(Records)
#####

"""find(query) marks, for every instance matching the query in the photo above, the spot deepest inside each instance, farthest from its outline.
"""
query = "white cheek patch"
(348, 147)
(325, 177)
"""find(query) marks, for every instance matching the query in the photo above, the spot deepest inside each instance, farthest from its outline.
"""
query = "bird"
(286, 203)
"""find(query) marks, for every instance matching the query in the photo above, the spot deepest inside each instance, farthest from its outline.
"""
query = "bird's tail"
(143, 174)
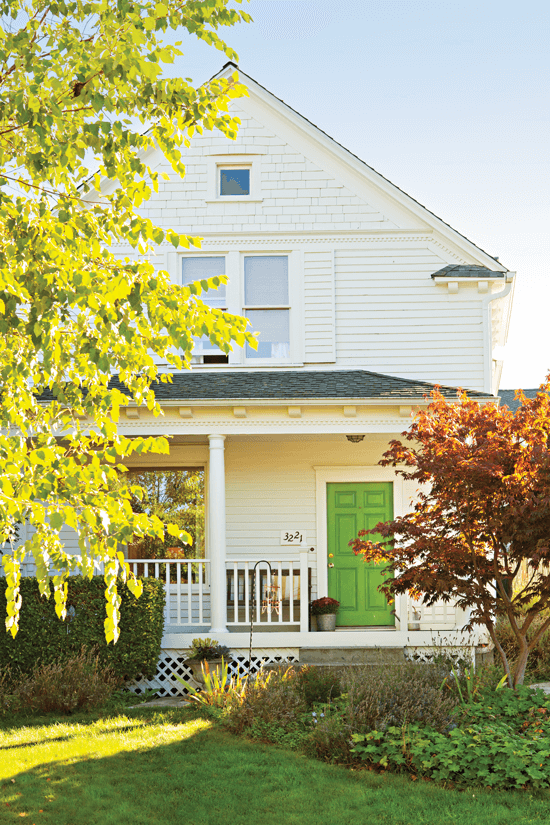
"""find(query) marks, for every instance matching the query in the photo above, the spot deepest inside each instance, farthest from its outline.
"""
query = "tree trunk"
(521, 664)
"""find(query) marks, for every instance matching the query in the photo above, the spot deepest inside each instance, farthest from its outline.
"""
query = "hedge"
(43, 638)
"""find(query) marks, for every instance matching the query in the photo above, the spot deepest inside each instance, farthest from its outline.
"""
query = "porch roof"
(294, 384)
(467, 271)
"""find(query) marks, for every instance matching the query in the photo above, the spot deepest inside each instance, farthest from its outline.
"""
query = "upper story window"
(266, 304)
(198, 269)
(234, 181)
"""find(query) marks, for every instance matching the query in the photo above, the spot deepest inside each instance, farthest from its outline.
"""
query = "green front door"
(350, 508)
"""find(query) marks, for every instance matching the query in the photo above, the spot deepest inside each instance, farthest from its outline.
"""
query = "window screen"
(266, 280)
(235, 182)
(266, 293)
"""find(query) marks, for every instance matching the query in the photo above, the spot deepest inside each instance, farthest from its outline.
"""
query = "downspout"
(487, 329)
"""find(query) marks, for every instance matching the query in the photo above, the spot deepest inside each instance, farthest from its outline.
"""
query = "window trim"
(238, 167)
(292, 313)
(215, 163)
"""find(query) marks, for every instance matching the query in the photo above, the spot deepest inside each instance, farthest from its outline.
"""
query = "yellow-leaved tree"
(71, 75)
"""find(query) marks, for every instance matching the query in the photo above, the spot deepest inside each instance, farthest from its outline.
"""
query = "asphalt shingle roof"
(467, 271)
(507, 398)
(295, 384)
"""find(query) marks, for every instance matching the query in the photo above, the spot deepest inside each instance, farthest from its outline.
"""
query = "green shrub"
(520, 709)
(76, 683)
(375, 698)
(486, 754)
(43, 638)
(292, 737)
(538, 663)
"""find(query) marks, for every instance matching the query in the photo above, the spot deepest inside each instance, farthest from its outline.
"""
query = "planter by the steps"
(214, 666)
(326, 621)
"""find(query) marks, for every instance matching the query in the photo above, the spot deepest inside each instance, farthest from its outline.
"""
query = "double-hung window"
(266, 305)
(199, 269)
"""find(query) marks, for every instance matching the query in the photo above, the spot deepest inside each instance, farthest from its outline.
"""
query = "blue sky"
(449, 100)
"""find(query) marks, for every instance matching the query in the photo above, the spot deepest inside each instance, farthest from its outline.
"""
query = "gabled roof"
(385, 185)
(294, 384)
(507, 398)
(467, 271)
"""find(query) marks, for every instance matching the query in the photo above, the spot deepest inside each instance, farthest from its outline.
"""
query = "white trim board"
(325, 475)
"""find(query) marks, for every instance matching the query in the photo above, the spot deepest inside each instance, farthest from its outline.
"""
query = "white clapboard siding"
(390, 318)
(318, 307)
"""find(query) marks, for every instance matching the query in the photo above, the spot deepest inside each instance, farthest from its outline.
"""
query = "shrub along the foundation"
(43, 638)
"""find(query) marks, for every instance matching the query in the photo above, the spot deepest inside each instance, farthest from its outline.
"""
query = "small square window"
(234, 182)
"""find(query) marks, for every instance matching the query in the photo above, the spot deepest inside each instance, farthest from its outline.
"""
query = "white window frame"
(197, 357)
(215, 163)
(234, 269)
(293, 307)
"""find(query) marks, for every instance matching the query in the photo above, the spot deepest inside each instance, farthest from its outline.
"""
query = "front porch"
(268, 593)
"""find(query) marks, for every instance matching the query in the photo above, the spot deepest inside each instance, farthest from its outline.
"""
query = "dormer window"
(234, 181)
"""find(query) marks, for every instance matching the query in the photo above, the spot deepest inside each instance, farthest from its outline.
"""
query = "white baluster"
(168, 611)
(201, 568)
(290, 593)
(246, 593)
(190, 592)
(304, 586)
(178, 592)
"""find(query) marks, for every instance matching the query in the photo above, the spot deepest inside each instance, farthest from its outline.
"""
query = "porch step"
(351, 656)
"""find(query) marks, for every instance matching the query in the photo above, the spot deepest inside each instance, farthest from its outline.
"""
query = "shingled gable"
(411, 214)
(303, 385)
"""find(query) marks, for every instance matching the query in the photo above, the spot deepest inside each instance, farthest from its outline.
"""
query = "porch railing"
(277, 599)
(276, 596)
(187, 588)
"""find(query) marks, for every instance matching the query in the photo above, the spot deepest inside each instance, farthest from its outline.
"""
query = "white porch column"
(216, 531)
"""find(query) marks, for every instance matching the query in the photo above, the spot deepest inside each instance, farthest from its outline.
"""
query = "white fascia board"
(359, 167)
(306, 402)
(445, 279)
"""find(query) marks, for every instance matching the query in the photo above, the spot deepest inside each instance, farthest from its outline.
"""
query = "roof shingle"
(295, 384)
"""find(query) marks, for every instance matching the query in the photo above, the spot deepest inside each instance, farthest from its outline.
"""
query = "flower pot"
(326, 621)
(214, 666)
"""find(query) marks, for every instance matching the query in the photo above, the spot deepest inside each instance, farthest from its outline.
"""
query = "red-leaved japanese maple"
(482, 516)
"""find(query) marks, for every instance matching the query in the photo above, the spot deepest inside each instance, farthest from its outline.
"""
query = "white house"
(364, 299)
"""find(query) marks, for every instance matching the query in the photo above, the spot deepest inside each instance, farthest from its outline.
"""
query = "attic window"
(234, 181)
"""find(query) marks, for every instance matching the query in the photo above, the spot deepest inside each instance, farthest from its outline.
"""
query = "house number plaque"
(293, 537)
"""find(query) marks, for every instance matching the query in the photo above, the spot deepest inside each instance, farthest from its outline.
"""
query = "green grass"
(170, 767)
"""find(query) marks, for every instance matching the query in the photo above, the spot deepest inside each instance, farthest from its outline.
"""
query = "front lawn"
(171, 767)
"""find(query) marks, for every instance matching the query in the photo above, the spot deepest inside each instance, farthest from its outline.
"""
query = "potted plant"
(325, 610)
(206, 656)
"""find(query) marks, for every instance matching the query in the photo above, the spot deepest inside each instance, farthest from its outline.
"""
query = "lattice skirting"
(172, 662)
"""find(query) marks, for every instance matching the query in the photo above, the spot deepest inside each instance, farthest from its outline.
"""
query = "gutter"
(487, 331)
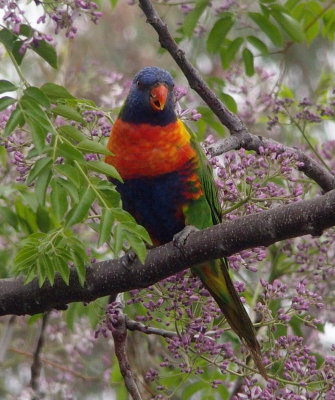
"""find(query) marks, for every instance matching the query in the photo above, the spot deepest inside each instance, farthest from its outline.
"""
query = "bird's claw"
(180, 238)
(128, 259)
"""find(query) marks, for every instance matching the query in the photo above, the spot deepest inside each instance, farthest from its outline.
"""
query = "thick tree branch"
(111, 277)
(241, 137)
(248, 141)
(228, 119)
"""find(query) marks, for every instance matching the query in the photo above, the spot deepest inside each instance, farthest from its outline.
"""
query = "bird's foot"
(128, 259)
(180, 238)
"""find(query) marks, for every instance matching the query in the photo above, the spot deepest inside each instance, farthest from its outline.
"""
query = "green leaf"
(218, 33)
(69, 188)
(68, 151)
(16, 118)
(6, 86)
(6, 101)
(62, 267)
(54, 91)
(68, 112)
(8, 216)
(228, 54)
(248, 60)
(137, 229)
(105, 227)
(38, 133)
(38, 168)
(291, 26)
(38, 96)
(258, 44)
(70, 172)
(192, 18)
(50, 269)
(43, 219)
(41, 185)
(270, 30)
(102, 167)
(80, 267)
(79, 214)
(58, 198)
(72, 132)
(46, 51)
(118, 239)
(193, 388)
(91, 146)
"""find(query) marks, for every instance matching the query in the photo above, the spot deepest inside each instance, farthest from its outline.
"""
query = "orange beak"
(158, 96)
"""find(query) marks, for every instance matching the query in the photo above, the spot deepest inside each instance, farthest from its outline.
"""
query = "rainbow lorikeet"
(168, 184)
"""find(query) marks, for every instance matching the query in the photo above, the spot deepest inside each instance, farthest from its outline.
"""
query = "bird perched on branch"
(168, 185)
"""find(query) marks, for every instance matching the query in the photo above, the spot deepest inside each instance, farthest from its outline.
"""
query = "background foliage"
(66, 68)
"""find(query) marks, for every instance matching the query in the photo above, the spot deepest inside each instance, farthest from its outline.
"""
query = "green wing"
(205, 212)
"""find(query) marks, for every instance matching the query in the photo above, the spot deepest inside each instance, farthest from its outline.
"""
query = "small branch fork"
(240, 135)
(119, 333)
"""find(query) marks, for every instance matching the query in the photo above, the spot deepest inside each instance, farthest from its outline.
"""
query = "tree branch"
(248, 141)
(111, 277)
(241, 137)
(119, 333)
(228, 119)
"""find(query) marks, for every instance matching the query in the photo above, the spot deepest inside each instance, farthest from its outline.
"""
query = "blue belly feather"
(156, 203)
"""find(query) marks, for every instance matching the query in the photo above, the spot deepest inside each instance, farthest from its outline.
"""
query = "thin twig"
(120, 344)
(37, 363)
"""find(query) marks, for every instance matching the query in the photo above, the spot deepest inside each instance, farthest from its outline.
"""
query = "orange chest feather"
(144, 150)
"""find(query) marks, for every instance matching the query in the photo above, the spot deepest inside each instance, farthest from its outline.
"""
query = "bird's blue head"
(150, 99)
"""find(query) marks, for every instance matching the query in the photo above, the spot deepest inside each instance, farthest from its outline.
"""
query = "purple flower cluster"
(63, 15)
(300, 113)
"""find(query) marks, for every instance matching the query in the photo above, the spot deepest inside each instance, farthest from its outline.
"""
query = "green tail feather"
(216, 279)
(202, 213)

#####

## OBJECTIVE
Select every line of the data above that contains the word "bird", and copy those lines out.

## SOLUTION TO THIS EXERCISE
query = "bird"
query = "bird's tail"
query = "bird's claw"
query = "bird's foot"
query = "bird perched on branch"
query = "bird's blue head"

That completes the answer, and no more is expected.